◆ Trecho:
§
Dispositivos antifurto nos caixas eletrônicos e seus reflexos penais

Dispositivos antifurto nos caixas eletrônicos e seus reflexos penais

Reflexão jurídico-penal sobre este modus operandi de furto qualificado, e os dispositivos antifurto.

Há aproximadamente um ano no Brasil, criminosos passaram a se dedicar a uma nova modalidade de conduta criminosa, consistente em causar a explosão de terminais eletrônicos de autoatendimento, disponibilizados pelas mais variadas instituições bancárias, destinados à comodidade de seus clientes, com a finalidade de subtraírem cédulas de papel moeda que os abastecem.

Dados não oficiais apontam que o mencionado modus operandi está em franca ascensão. No Estado de São Paulo, foram contabilizados, até o mês de maio de 2011, ao menos 57 (cinquenta e sete) “ataques a caixas eletrônicos”. Esta modalidade criminosa, que pode ser tipificada no artigo 155, parágrafo quarto, inciso I, do Código Penal (furto qualificado), passou a acarretar considerável prejuízo econômico às instituições bancárias e aos empresários, que contam com a presença de terminais eletrônicos de autoatendimento na sede de seus estabelecimentos comerciais (postos de abastecimento de combustíveis, mercados varejistas, drogarias etc.), uma vez que as explosões por vezes danificam diversos bens além dos equipamentos bancários.

Diante deste cenário criminoso, as instituições bancárias passaram a fazer uso de ofendículos com vistas a inibir essas ações delitivas, que em regra são praticadas por grupo de pessoas, fato que pode configurar o delito de quadrilha ou bando (artigo 288, do Código Penal) ou a qualificadora prevista no inciso IV, do parágrafo quarto, do artigo 155, do Código Penal, a depender da hipótese.

Conforme amplamente veiculado pela imprensa nacional estão sendo adotados dois tipos distintos de equipamentos que buscam impedir o acesso dos criminosos às cédulas de papel moeda acondicionadas no interior dos terminais eletrônicos de autoatendimento.

Primeiramente, destaca-se o invento de um brasileiro, que uma vez associado ao caixa eletrônico, é acionado para destruir as cédulas de papel moeda, no caso de qualquer tentativa de violação do equipamento bancário. Outro tipo de dispositivo, que vem sendo utilizado com maior frequência, mancha as cédulas de papel moeda com um pigmento de coloração rósea.
§
[Exemplos de marcação de pontos]
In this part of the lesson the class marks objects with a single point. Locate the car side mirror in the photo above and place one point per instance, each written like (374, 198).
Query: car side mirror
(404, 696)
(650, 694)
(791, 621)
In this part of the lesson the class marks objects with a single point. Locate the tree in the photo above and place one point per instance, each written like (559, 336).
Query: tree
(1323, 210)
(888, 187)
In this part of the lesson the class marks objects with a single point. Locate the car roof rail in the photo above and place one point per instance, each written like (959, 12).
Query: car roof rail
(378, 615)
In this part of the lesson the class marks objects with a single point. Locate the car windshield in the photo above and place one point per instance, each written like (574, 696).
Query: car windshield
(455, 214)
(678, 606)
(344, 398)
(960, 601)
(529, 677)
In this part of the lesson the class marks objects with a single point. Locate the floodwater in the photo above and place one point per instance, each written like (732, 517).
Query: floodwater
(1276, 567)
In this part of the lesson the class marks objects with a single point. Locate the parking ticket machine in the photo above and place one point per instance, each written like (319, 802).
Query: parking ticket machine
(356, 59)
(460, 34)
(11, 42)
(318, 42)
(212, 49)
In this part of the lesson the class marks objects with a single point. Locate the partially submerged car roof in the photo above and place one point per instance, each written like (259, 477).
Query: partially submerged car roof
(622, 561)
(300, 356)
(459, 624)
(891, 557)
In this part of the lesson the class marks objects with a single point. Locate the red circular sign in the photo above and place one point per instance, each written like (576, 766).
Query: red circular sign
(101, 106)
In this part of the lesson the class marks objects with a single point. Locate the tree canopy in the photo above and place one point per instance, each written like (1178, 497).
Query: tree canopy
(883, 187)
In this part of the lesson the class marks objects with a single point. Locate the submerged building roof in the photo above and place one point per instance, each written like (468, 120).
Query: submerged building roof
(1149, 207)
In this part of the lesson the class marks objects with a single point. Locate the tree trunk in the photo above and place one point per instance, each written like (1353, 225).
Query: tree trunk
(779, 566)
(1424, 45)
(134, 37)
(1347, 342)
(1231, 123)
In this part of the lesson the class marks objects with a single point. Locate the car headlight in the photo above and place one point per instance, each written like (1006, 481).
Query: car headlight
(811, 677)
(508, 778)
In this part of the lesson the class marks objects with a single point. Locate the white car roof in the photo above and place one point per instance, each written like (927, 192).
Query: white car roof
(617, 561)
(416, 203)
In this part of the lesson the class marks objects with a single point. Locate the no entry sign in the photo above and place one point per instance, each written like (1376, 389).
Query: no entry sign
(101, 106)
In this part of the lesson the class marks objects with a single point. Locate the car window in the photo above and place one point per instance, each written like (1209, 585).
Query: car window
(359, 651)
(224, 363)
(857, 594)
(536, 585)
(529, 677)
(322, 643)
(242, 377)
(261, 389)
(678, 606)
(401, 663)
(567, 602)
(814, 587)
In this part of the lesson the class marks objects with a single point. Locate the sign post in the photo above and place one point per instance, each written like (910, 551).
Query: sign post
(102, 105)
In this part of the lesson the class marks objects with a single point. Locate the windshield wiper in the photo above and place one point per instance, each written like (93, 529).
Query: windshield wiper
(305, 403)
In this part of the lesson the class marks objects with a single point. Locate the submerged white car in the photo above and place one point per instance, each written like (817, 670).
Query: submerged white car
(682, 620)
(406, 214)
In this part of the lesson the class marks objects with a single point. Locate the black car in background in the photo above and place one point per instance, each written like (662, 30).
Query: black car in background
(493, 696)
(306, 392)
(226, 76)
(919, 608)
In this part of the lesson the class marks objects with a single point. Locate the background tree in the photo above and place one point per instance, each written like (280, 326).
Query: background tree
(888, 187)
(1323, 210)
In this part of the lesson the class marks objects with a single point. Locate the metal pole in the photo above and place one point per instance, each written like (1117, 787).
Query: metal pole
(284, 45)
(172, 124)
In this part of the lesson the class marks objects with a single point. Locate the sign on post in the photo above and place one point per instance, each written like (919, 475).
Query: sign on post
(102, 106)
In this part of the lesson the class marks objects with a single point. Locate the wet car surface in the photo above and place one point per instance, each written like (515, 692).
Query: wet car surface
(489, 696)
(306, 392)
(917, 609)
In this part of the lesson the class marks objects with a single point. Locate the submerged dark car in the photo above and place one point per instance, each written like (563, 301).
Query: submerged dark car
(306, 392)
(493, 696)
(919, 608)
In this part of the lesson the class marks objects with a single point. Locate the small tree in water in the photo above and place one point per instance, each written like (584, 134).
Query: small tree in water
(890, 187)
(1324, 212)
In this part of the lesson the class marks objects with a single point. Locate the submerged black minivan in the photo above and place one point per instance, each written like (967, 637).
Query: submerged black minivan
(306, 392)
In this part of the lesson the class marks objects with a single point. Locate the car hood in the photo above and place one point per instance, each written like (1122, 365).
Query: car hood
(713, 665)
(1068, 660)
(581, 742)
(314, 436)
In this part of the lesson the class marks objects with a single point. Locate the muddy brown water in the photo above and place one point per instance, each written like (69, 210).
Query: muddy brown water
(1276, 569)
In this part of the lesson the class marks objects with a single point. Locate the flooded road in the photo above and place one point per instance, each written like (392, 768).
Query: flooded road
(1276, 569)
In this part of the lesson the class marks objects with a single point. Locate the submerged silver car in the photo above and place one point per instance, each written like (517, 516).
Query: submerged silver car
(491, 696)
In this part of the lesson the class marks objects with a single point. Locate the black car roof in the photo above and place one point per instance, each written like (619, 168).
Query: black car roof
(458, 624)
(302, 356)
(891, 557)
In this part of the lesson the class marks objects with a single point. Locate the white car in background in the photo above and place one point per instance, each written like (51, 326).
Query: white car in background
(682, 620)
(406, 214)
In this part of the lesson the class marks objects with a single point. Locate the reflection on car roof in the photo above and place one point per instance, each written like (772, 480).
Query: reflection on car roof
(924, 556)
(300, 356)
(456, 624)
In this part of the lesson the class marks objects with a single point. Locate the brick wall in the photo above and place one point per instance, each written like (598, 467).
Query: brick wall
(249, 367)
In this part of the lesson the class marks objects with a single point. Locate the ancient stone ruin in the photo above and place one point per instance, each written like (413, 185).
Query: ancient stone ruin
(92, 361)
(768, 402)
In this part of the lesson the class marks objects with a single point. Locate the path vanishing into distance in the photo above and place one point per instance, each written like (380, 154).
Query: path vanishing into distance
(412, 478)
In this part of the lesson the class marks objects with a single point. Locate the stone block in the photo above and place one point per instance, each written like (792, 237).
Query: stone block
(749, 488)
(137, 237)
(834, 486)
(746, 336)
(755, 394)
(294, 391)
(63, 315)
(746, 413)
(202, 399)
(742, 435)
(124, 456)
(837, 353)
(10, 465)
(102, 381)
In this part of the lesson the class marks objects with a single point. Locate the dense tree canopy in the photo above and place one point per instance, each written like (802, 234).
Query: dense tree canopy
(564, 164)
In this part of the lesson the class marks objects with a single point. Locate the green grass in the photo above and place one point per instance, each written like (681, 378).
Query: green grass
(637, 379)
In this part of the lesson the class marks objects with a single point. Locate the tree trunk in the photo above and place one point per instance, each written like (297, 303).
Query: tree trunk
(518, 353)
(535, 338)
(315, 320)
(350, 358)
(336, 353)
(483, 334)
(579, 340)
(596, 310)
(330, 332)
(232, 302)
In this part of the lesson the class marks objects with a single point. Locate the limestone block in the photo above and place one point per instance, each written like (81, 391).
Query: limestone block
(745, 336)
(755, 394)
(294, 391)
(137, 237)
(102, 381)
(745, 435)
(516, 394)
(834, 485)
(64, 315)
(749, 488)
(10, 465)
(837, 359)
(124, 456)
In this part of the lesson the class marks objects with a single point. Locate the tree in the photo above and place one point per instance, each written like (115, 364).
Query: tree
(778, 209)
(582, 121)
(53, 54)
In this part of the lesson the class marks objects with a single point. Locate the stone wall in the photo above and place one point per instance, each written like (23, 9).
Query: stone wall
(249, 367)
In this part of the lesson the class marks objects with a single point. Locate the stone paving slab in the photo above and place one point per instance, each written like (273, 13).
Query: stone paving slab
§
◆ Exercício escrito 1: Reproduza o trecho do texto sobre os caixas eletrônicos que começa nas palavras "Primeiramente, destaca-se o" e vai até "de coloração rósea.".
◆ Exercício escrito 2: Liste os tipos de estabelecimento comercial que o texto sobre os caixas eletrônicos cita entre parênteses como lugares com terminais de autoatendimento.

◆ Resposta da tarefa 1:
Primeiramente, destaca-se o invento de um brasileiro, que uma vez associado ao caixa eletrônico, é acionado para destruir as cédulas de papel moeda, no caso de qualquer tentativa de violação do equipamento bancário. Outro tipo de dispositivo, que vem sendo utilizado com maior frequência, mancha as cédulas de papel moeda com um pigmento de coloração rósea.

◆ Resposta da tarefa 2: Postos de abastecimento de combustíveis, mercados varejistas e drogarias.